#### EXERCISE:
Only the lines from the one containing "Expected output, for every instance of the twine" through the final line of the material below should be output, exactly as they stand.
------------------------------------------------------------------------
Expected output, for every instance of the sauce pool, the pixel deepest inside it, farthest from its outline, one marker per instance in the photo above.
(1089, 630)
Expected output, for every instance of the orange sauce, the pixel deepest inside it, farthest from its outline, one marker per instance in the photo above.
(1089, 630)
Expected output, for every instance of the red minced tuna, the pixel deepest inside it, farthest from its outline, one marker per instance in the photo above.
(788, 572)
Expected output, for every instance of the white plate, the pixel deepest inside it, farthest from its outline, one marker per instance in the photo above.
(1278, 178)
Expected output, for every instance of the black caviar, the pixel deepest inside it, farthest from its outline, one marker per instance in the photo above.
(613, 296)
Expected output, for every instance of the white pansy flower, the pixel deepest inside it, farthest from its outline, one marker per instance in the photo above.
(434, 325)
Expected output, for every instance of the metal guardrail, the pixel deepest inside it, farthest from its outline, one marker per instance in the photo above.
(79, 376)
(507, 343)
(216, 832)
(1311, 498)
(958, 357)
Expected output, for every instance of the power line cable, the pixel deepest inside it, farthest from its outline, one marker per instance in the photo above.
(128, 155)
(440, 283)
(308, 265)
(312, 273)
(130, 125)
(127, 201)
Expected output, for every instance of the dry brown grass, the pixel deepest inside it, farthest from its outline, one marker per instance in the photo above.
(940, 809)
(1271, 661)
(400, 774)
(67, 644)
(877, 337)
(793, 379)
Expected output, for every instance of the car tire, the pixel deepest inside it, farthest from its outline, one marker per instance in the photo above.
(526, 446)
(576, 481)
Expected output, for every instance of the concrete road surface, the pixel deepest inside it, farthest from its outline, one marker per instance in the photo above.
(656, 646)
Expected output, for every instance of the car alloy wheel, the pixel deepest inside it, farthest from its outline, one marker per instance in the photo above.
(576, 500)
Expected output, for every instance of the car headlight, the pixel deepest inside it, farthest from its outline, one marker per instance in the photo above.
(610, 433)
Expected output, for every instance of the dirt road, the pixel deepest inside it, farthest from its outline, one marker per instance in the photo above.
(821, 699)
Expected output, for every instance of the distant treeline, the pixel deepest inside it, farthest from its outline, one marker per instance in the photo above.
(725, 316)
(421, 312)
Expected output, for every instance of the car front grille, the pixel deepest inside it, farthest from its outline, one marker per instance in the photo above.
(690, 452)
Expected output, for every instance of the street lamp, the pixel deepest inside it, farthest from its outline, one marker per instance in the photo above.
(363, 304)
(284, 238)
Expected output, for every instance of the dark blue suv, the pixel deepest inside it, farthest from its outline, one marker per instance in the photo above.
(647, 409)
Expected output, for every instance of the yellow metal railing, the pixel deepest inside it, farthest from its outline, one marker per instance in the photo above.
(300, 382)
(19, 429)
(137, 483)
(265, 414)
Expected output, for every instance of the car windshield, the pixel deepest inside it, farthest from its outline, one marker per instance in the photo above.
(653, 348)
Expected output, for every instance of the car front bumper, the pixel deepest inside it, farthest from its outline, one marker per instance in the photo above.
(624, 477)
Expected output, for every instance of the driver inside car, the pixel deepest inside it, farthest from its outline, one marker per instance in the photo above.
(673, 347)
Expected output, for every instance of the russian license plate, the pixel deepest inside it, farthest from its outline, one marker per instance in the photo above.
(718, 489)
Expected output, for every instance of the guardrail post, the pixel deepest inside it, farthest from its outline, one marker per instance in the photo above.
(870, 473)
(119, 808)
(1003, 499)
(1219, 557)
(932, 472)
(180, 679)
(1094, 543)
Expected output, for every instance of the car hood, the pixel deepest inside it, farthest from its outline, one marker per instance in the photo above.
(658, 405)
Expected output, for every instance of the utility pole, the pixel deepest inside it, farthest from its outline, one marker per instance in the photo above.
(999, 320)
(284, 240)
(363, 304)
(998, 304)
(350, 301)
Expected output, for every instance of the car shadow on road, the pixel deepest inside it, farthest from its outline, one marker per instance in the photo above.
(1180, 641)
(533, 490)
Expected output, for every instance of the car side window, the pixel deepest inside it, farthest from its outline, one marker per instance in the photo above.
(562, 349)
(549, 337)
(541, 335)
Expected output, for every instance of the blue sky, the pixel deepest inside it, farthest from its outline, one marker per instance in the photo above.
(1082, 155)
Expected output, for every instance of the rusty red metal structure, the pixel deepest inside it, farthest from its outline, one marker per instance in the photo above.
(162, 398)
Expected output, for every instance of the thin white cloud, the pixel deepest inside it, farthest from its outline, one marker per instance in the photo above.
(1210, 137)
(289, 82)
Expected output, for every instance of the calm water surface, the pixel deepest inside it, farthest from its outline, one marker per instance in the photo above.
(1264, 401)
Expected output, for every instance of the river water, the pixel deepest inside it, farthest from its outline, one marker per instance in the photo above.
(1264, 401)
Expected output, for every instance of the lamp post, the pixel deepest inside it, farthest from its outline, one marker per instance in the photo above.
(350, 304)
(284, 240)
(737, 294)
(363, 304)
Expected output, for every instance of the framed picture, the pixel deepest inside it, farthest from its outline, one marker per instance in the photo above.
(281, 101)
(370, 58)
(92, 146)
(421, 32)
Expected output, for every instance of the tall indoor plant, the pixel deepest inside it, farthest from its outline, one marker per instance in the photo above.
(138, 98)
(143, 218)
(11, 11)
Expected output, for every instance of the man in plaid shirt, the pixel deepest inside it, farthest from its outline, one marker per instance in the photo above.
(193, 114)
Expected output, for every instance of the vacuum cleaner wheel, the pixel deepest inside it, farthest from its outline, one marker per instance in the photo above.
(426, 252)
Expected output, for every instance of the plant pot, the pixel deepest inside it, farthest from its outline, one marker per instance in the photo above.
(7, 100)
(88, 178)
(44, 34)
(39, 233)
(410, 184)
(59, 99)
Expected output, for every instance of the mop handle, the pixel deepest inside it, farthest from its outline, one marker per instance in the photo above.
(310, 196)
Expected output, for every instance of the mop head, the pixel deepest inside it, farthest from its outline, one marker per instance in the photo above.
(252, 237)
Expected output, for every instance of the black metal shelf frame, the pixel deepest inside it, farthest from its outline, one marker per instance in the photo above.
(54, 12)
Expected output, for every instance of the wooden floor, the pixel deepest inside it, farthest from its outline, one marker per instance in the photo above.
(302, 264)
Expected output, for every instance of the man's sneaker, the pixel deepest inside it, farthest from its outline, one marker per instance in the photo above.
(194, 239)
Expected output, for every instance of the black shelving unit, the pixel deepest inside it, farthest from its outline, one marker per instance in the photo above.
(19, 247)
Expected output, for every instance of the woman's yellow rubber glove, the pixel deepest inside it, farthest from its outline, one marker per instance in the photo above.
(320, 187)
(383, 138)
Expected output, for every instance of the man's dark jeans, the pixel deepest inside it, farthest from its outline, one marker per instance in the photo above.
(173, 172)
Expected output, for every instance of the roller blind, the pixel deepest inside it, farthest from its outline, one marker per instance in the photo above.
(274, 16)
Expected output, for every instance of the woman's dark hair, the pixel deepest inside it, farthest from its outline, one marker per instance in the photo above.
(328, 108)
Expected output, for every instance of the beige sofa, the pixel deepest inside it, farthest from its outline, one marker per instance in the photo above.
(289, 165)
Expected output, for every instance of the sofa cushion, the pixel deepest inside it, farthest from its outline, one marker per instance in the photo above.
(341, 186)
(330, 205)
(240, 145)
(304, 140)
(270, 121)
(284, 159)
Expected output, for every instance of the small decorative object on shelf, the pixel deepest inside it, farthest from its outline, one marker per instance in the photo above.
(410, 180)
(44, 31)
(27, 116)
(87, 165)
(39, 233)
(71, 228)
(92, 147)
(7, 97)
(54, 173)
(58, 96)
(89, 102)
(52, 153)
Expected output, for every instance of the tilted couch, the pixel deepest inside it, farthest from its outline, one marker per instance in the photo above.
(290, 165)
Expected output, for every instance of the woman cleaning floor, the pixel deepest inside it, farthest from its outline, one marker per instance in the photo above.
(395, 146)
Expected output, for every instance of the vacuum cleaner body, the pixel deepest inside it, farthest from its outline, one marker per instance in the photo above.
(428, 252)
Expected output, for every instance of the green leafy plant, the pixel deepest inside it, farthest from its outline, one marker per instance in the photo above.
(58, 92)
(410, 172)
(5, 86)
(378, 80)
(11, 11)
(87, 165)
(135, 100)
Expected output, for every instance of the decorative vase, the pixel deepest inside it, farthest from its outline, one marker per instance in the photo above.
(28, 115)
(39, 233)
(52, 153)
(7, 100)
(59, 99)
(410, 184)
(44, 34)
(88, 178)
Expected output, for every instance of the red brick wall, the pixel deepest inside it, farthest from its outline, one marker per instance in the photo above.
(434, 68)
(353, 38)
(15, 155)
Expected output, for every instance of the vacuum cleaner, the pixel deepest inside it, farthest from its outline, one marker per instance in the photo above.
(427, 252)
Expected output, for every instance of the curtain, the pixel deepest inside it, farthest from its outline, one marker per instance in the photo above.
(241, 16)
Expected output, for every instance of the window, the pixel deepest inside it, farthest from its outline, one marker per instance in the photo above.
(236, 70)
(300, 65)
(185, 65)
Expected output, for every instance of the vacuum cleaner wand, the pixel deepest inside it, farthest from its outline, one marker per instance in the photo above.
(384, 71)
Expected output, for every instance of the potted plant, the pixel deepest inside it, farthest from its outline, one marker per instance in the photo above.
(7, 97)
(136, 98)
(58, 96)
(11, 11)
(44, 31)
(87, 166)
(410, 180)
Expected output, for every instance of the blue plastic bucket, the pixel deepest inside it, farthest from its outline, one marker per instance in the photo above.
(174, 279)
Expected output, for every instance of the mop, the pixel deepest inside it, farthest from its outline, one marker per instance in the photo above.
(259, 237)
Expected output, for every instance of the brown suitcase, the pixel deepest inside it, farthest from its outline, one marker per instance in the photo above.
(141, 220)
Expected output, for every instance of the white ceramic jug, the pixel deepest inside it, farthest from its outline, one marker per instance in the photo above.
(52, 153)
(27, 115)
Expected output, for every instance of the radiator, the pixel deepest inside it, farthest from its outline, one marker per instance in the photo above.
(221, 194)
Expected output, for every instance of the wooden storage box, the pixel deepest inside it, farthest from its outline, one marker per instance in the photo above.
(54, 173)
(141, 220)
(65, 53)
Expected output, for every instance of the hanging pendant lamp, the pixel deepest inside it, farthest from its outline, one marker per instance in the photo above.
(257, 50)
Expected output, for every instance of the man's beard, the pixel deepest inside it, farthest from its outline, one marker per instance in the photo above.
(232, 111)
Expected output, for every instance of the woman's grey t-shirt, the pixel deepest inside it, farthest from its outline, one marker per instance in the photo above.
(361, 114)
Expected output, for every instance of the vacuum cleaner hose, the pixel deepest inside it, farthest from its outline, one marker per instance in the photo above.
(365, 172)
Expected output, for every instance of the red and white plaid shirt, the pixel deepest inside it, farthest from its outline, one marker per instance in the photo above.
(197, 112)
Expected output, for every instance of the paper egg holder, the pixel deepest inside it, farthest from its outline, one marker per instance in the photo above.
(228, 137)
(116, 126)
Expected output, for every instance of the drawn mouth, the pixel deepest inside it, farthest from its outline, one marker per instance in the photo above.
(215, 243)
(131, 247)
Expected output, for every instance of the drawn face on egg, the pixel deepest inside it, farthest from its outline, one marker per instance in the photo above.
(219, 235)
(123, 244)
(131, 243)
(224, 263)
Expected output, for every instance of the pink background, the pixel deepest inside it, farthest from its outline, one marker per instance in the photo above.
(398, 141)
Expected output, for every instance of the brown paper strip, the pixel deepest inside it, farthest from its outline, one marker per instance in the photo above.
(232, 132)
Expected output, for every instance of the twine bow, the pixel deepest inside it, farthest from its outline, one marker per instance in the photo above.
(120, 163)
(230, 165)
------------------------------------------------------------------------
#### SOLUTION:
Expected output, for every instance of the twine bow, the pixel deepest inside it, farthest from its outline, one marker per instance in the photo above.
(120, 163)
(230, 165)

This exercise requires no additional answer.